# Brano estratto:
-------

Pechino e la contesa sull’anima. Per la leadership cinese, il monaco di Dharamsala resta una “separatista in tonaca”. Nei territori d’origine, i suoi ritratti sono proibiti; il Panchen Lama riconosciuto dal Dalai Lama dall'esilio nel 1995 è scomparso in un carcere segreto, sostituito da una figura di Stato. In Tibet la sorveglianza biometrica e gli internati scolastici in lingua cinese plasmano un nuovo Homo sinicus, come ha documentato un’inchiesta del Times. La partita decisiva, però, riguarda la reincarnazione: Pechino rivendica il diritto di “approvare” il prossimo Dalai Lama attraverso un editto del 2007 che subordina l’ordinazione dei tulku all’ufficio per gli affari religiosi. Il leader tibetano ha risposto che potrebbe rinascere fuori dalla Cina o, se necessario, scegliere la via dell’emergenza — la nomina in vita di un successore.

Celebrazioni dei novant’anni: un rito di resistenza. Le cerimonie di questi giorni non sono folclore, ma politica liturgica. La Long Life Prayer del 30 giugno, le conferenze interreligiose annunciate per il 6 luglio e la serie di lezioni pubbliche sul Bodhicaryāvatāra palesano la volontà di consegnare ai fedeli — e al mondo — un’eredità solida. Migliaia di pellegrini, accademici, delegati buddisti del Bhutan e del Giappone, insieme a parlamentari europei, hanno resa testimonianza di un carisma che nessun confino geografico è riuscito a ridurre.

-------

# Righe fornite:
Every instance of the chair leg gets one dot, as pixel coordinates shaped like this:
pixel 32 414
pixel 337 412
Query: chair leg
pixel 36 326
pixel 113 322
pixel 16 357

-------

# Domande:
a - Riduci a un elenco il paragrafo del brano sul Dalai Lama che inizia con «Celebrazioni dei novant’anni», conservandone i fatti principali.
b - Prosegui il brano sul Dalai Lama a partire dall’ultima frase riportata.

# Risposte:
a -
- Le cerimonie per i novant’anni sono presentate come politica liturgica e rito di resistenza, non come folclore.
- Gli appuntamenti sono la Long Life Prayer del 30 giugno, le conferenze interreligiose annunciate per il 6 luglio e una serie di lezioni pubbliche sul Bodhicaryāvatāra.
- Il loro scopo è consegnare ai fedeli e al mondo un’eredità solida.
- Vi hanno partecipato migliaia di pellegrini, accademici, delegati buddisti del Bhutan e del Giappone e parlamentari europei.
- Insieme hanno testimoniato un carisma che nessun confino geografico è riuscito a ridurre.

b -
Una generazione senza Potala. I nati dopo il 2000 non hanno mai visto il Dalai Lama nella sua terra, ma ne portano l’effigie negli smartphone. A Toronto, a Roma, a Sydney, comunità di seconda generazione animano campagne digitali come #FreePanchen e #ReturnHHDL. Per loro, la battaglia si gioca nei corridoi dell’ONU, nelle università e nei negozi che vendono incensi “Made in Dharamsala”. È il segno che il dissenso tibetano ha assunto le forme liquide della globalizzazione, capace di insinuarsi nelle maglie, per quanto fitte, della censura.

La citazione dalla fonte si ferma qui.